German electric railcar

The Class 430 EMU is an electric railcar for S-Bahn commuter networks in Germany, jointly developed by Bombardier and Alstom. The first trains went into service in 2012, replacing the Class 420 EMUs of the Stuttgart S-Bahn.

== Deployment ==

=== Stuttgart ===
In February 2009 it was announced that the 90 remaining Class 420 EMUs would be replaced by 83 newly developed Class 430 EMUs. This would be the first use of Class 430s in Germany. In May 2009, DB Regio ordered 83 trains, which are expected to be delivered between February and December 2012. DB has an option to order another 83 units. In December 2010, the option was increased from 83 to 166 units for the Rhine-Ruhr S-Bahn (see below). In October 2011, the Transport Committee of the Stuttgart Region decided to order 4 more Class 430s to cover additional services.

=== Rhine-Ruhr ===
In December 2009, the Verkehrsverbund Rhein-Ruhr announced that the Class 430 would be used, with deliveries to be completed by the end of 2012. This would give 116 vehicles total of both Class 422 and Class 430. In April 2011, it was announced that orders for additional vehicles had been canceled, due to the upcoming tender of lines S5 and S8. On those lines, the existing locomotive-hauled trains will be replaced by Class 422, rather than Class 430.

=== Rhine-Main ===
In November 2011, the Rhein-Main-Verkehrsverbund announced that after the successful tender of the S-Bahn network, Class 430 would replace the current Class 420 at the 2014/2015 timetable change. This is part of the contract between the Verkehrsverbund and DB. In December 2011, DB and Bombardier announced that DB had ordered 90 vehicles. In early 2014, these trains will be used for testing and training purposes in the Frankfurt area.

== Technology and equipment ==

S4 (DBAG Class 430) at station in Eschborn, direction to Kronberg im Taunus

The walk-through multiple units of Class 430 are similar to those of the Class 422. They have an air-conditioned passenger area, and have gap bridging to prevent entry and exit accidents. The vehicles for Stuttgart are equipped with 16 surveillance cameras per train, glass shelves, and LED lighting. They offer eight screens in each train which only display information about the next station. If the supporting data is available, by 2013 they will also be able to display information about connections.

DATASET CONTENT:
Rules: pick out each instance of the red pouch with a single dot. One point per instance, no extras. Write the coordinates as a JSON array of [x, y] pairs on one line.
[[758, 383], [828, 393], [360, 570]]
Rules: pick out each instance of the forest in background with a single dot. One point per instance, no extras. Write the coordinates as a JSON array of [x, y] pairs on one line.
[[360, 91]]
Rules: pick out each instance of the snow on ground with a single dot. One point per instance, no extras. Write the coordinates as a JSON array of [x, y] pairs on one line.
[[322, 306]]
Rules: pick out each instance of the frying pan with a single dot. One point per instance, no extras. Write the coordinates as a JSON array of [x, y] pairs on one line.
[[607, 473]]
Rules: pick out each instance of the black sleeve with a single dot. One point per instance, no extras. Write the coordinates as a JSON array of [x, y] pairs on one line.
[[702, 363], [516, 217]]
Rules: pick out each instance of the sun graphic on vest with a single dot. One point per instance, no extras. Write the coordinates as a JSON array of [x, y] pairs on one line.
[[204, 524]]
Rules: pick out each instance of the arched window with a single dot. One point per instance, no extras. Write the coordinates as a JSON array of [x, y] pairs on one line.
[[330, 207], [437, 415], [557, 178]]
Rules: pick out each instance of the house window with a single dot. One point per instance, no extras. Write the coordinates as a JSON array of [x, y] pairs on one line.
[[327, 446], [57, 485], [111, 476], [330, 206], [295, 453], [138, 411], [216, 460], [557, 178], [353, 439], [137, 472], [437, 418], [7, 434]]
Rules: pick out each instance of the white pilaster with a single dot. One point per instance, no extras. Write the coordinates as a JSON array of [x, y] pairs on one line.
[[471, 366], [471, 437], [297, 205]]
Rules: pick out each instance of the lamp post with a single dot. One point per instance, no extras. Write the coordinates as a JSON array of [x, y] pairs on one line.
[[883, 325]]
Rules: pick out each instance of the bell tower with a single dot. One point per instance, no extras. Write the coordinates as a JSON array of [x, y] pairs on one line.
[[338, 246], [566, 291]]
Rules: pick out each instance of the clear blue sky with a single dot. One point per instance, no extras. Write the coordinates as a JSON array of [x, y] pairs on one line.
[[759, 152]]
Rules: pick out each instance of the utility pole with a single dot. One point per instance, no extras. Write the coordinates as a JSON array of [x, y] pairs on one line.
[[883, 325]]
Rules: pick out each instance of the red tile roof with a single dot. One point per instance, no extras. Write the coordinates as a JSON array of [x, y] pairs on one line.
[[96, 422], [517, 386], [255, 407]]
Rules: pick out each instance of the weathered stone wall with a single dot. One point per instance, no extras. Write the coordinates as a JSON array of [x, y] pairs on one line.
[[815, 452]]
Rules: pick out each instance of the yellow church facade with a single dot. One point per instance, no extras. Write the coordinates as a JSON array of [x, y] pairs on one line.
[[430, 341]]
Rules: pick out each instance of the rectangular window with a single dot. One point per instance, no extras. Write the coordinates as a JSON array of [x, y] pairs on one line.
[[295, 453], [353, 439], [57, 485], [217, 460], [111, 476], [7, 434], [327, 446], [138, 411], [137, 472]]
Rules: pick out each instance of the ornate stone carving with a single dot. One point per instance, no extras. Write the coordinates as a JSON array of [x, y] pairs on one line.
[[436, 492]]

EXERCISE: How would the article on the Class 430 electric railcar go on from its final sentence? Write the passage that comes next.

TASK OUTPUT:
The Class 430 has lower noise at startup than the Class 423 used in Stuttgart. It also has less energy consumption than the Class 420.

Each train will have a length of 68.3 m - 0.9 m longer than the Class 423, but 1.1 m shorter than the Class 422. The cab meets the EN 15227 standard (requirements for crashworthiness for railway vehicle bodies) and is therefore longer than that of the corresponding Class 423. The Class 430 is shorter than the class 422 because in the middle car, a single row of seats replaced a double row, allowing the car to be shorter. This was required because trains must fit alongside a 210 m platform; with three units coupled together, the Class 430 will have a length of 204.9 m. The trains have magnetic track brakes. The driver has two options for controlling the doors: first, the driver can unlock the doors on the platform side, and the passengers open the doors themselves with a pushbutton (as in the Class 423); second, the driver can unlock and open all of the doors on the platform side at once. The trains have more opening windows than the class 423, and larger information displays in the vestibules, similar to those on the Class 425. The information displays on the outside of the train are twice as big. The seats are in the standard DB colors, but with leather headrests. The seatbacks are ergonomically shaped and padded.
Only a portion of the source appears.